## Task to carry out
Output the entire listing without altering anything.

[Dataset records]

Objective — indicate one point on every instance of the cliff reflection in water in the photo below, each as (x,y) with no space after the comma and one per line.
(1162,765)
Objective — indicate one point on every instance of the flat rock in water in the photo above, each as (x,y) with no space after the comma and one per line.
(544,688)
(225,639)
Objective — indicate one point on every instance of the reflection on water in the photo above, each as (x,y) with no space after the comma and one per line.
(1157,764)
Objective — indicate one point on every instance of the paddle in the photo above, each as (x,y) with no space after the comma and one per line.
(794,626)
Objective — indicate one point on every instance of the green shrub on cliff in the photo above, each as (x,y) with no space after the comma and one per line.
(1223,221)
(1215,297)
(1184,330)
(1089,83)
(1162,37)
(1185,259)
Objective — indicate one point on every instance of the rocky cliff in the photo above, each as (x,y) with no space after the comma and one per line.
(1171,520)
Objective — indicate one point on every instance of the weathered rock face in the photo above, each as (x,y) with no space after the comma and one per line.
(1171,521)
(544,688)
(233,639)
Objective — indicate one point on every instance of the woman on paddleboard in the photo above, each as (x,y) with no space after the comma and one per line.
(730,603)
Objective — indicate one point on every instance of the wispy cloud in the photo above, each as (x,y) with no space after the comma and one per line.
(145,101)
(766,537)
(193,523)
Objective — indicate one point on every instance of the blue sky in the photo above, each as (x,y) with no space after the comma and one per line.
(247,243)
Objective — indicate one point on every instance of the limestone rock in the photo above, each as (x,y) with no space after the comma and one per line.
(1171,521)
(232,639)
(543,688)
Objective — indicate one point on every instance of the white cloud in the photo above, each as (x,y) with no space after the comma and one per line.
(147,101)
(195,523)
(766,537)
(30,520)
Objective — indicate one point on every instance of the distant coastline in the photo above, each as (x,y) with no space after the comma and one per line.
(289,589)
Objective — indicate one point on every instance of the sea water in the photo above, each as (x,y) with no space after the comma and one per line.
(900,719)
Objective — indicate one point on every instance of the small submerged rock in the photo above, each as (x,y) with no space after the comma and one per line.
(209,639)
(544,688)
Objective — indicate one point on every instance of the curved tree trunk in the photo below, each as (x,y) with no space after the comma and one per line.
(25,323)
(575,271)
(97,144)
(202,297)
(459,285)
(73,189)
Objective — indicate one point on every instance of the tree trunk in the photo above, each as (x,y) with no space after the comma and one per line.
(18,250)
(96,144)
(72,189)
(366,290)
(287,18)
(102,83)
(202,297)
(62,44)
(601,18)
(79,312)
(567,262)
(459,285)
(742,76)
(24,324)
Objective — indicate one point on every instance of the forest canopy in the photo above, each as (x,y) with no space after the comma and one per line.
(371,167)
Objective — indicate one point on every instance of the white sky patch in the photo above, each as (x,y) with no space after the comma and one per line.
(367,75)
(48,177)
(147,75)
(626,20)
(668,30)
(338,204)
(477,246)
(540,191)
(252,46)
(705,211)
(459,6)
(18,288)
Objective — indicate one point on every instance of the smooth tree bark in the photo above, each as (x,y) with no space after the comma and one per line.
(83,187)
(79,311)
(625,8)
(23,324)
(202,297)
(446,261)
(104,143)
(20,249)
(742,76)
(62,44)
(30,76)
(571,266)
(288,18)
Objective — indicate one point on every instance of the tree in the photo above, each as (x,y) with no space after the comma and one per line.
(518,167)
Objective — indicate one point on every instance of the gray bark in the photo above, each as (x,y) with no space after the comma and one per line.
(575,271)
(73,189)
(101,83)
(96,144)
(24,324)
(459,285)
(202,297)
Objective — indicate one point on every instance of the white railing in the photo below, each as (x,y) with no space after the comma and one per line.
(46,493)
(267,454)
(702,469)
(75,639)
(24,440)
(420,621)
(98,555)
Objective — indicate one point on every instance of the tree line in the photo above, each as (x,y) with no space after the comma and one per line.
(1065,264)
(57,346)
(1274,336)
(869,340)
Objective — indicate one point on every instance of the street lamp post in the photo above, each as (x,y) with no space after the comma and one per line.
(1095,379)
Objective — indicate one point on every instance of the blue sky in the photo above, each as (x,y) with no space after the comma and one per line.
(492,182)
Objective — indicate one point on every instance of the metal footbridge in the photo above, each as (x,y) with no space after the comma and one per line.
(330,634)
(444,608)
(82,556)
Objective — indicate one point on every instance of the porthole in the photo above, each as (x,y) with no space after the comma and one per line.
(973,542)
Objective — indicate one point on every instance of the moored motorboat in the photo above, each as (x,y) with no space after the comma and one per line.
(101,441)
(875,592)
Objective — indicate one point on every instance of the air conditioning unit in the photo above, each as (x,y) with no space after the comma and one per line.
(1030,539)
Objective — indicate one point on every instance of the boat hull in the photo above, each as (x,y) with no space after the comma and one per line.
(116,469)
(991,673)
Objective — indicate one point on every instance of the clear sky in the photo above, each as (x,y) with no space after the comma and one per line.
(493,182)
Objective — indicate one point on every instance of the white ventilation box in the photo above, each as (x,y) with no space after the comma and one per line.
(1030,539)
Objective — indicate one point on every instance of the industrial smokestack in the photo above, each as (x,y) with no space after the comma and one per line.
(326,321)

[/Dataset records]

## Answer box
Objective — indicate one point on every instance of the cliff reflection in water in the photo below, each as (x,y) with no space after the comma and one per line.
(1162,765)
Objective — indicate one point on every instance of the flat rock in water in the photo above, each as (x,y) with no space after the comma and one per line.
(544,688)
(225,639)
Objective — indicate one point on every instance of the reflection on water in the photo above, each as (x,y) with no space after the comma and one per line.
(1157,764)
Objective — indicate one point on every instance of the paddle in the photo above, each as (x,y) with no space after the comma and one per line.
(794,626)
Objective — indicate one point on every instance of the green shrub on cliff in the photo above, each as (x,y) with no space after the comma and one per line.
(1223,221)
(1215,297)
(1184,330)
(1089,83)
(1162,37)
(1185,259)
Objective — indicate one point on every instance of the rocky cliff in the photo above, each as (x,y) with no space after the comma and one per line.
(1171,520)
Objective — indicate one point on every instance of the weathered rock face in the photo above, each as (x,y) with no space after the comma and one per line.
(1171,521)
(544,688)
(233,639)
Objective — indicate one point on every instance of the woman on paddleboard in the photo above, each as (x,y) with no space after the comma and one per line.
(730,603)
Objective — indicate one point on every instance of the wispy cloud in the photo above, each as (x,y) with no space after the comma and one per line.
(145,101)
(766,537)
(193,523)
Objective — indicate one point on every instance of the blue sky in the photo above, each as (x,y) with no space after the comma and one per line.
(247,243)
Objective — indicate one point on every instance of the limestone rock in the photo above, each as (x,y) with no space after the comma and one per line.
(1171,521)
(232,639)
(543,688)
Objective — indicate one point on every instance of the white cloud in the photo above, each as (x,y) with no space after the comma and one per line.
(147,101)
(195,523)
(766,537)
(30,520)
Objective — indicate one point on every instance of the distant coastline in the photo above, each as (x,y) with no space after the comma and one per line.
(289,589)
Objective — indicate one point on every instance of the sea water in the photo above, each as (x,y) with no space after the comma and one per line.
(900,719)
Objective — indicate one point on every instance of the small submerged rock in the photo above, each as (x,y) with no space after the comma and one per line.
(209,639)
(544,688)
Objective — indicate one point on every instance of the curved tree trunk in the photo below, each as (x,y) with no space after the comma and one per line.
(25,323)
(575,271)
(97,144)
(202,297)
(459,285)
(73,189)
Objective — indicate one point on every instance of the tree trunk in the photo above, each as (x,y) with no space after the comma and one per line.
(18,250)
(96,144)
(72,189)
(366,290)
(287,18)
(102,83)
(202,297)
(62,44)
(601,18)
(79,312)
(567,262)
(459,285)
(742,76)
(24,324)
Objective — indicate one point on every instance of the forest canopy in the photo above, each as (x,y) with no space after the comma and one per line.
(371,167)
Objective — indicate one point on every instance of the white sky patch in the photo above, each as (x,y) with no space after the comma and one per line.
(367,75)
(48,177)
(147,75)
(626,20)
(668,30)
(338,204)
(477,246)
(540,191)
(252,46)
(705,211)
(459,6)
(18,288)
Objective — indicate one point on every instance of the smooth tree bark in the photo above, each as (x,y) with no space after the comma and one per line.
(83,187)
(79,311)
(625,8)
(23,324)
(202,297)
(446,261)
(104,143)
(20,249)
(742,76)
(62,44)
(30,76)
(571,266)
(288,18)
Objective — indicate one point on every instance of the tree in the photo above, each as (x,y) with no space after the comma and one per line.
(518,167)
Objective — indicate one point on every instance of the gray bark in the photo above, each as (x,y) with no space after the comma and one per line.
(575,271)
(73,189)
(101,83)
(96,144)
(24,324)
(459,285)
(202,297)
Objective — indicate one point on every instance of the white railing in the photo below, each as (x,y) with no space after the comma and one per line.
(46,493)
(267,454)
(702,469)
(75,639)
(24,440)
(420,621)
(98,555)
Objective — indicate one point on every instance of the tree line in the photo above, each as (x,y) with no space after the comma and one per line.
(1065,264)
(57,346)
(1274,336)
(869,340)
Objective — indicate one point on every instance of the street lamp post in the photo above, each as (x,y) with no space after the comma and one per line.
(1095,379)
Objective — indicate one point on every instance of the blue sky in the photo above, each as (x,y) with no space after the comma and one per line.
(492,182)
Objective — indicate one point on every instance of the metal footbridge in the photo above, each as (x,y) with no space after the comma and one per line.
(330,634)
(444,608)
(82,556)
Objective — indicate one point on every instance of the porthole in the photo above, each as (x,y) with no space after the comma and one per line.
(973,542)
Objective — indicate one point on every instance of the moored motorboat in the photo above, each as (x,y) with no space after the comma and one per line.
(101,441)
(875,592)
Objective — indicate one point on every instance of the air conditioning unit in the photo above, each as (x,y) with no space after the comma and one per line.
(1030,539)
Objective — indicate one point on every instance of the boat hull in the photo above, each as (x,y) with no space after the comma and one per line.
(116,469)
(991,673)
Objective — indicate one point on every instance of the clear sky in the photo above, each as (x,y) with no space after the comma and one per line.
(493,182)
Objective — indicate one point on every instance of the white ventilation box in the photo above, each as (x,y) with no space after the comma and one per line.
(1030,539)
Objective — indicate one point on every instance of the industrial smokestack in the photo above, each as (x,y) with no space after the comma and one per line.
(326,321)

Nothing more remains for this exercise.